### Exercise requirements:
From the rows below, give the stretch from the line containing "Target: black nose" through the end of the rows as a JSON list of strings, one per line, with blank lines left out. Omit the pictures.

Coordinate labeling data
_ _ _ _ _

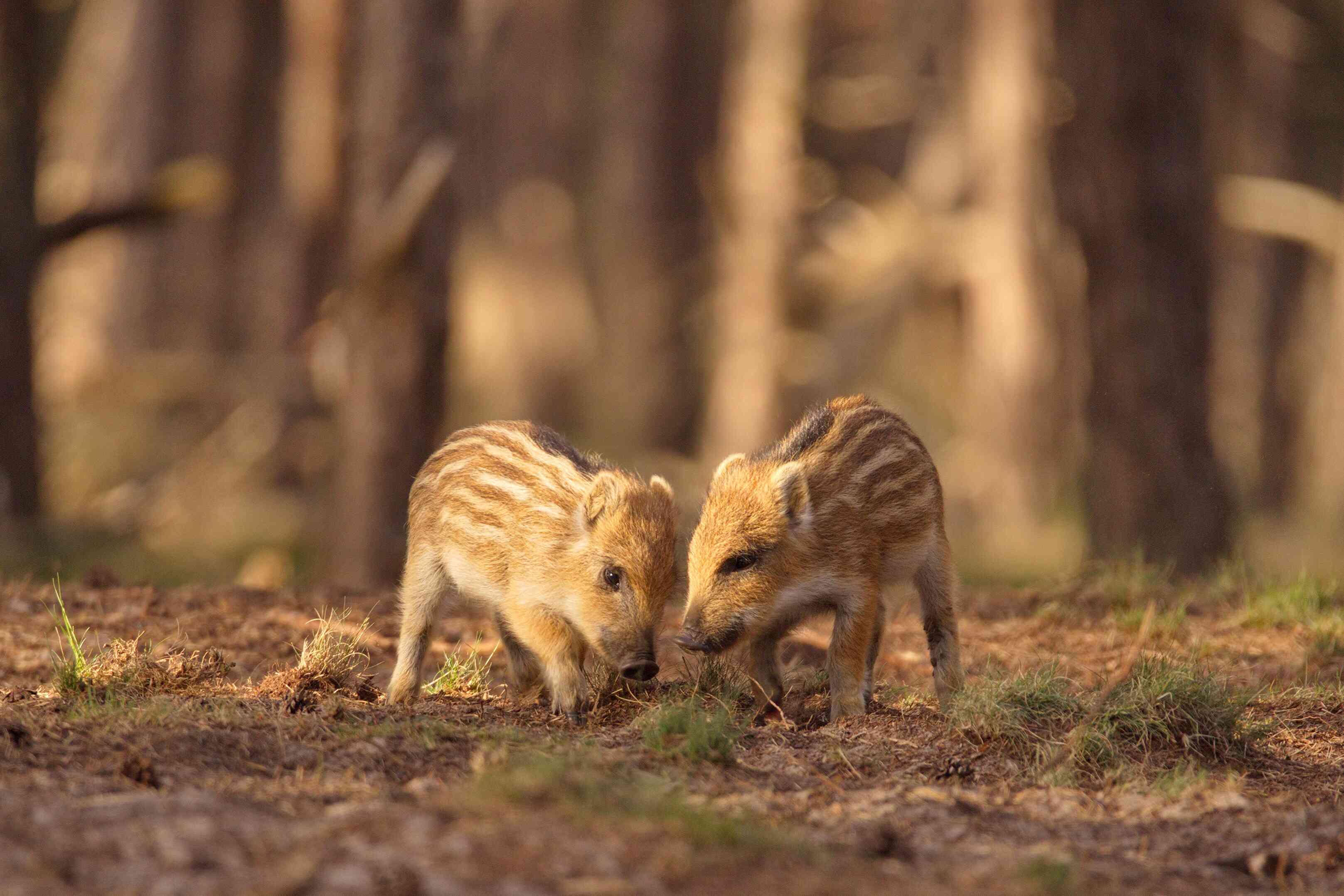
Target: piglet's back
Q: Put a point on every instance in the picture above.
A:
(506, 490)
(866, 470)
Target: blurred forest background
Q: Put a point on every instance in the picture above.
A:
(258, 257)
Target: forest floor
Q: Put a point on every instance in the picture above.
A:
(160, 768)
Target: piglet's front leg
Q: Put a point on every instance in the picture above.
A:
(847, 663)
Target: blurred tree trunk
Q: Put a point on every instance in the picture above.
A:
(19, 256)
(761, 151)
(394, 316)
(1261, 278)
(527, 330)
(310, 154)
(1136, 182)
(1011, 352)
(640, 390)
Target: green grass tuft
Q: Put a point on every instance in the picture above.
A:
(1300, 602)
(73, 670)
(1170, 707)
(1166, 623)
(1162, 711)
(691, 730)
(719, 679)
(1027, 712)
(463, 676)
(1050, 876)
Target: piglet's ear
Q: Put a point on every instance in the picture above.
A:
(663, 487)
(726, 463)
(600, 496)
(791, 488)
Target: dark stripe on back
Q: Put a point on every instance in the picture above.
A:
(810, 430)
(553, 443)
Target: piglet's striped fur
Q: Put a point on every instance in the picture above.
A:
(572, 555)
(844, 505)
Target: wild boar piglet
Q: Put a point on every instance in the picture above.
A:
(569, 553)
(823, 520)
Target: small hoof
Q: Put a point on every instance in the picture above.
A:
(766, 714)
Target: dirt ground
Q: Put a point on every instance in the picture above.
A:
(224, 790)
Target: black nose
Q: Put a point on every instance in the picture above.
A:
(640, 670)
(689, 642)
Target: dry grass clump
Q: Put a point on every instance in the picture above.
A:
(131, 668)
(126, 667)
(330, 661)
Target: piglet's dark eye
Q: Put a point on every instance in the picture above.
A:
(740, 562)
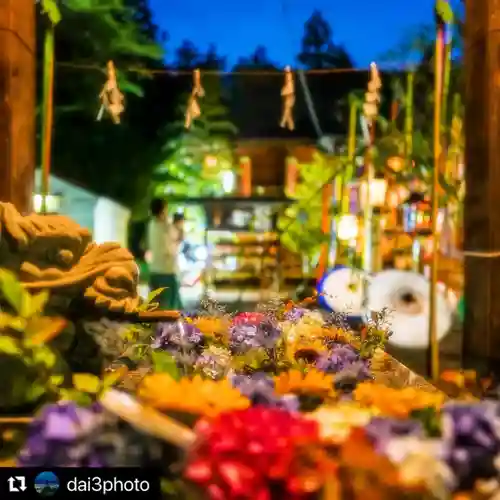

_ _ _ _ _

### Written reply:
[
  "Target: black nose",
  "Q: Put a point on every instance in the picture above.",
  "A:",
  "(640, 670)",
  "(689, 642)",
  "Target: dry grass clump",
  "Q: Put a point on every instance in the picture above.",
  "A:",
  "(131, 668)",
  "(126, 667)",
  "(330, 661)",
  "Target: piglet's dark eye",
  "Q: Put a point on every instance in the picture above.",
  "A:",
  "(740, 562)"
]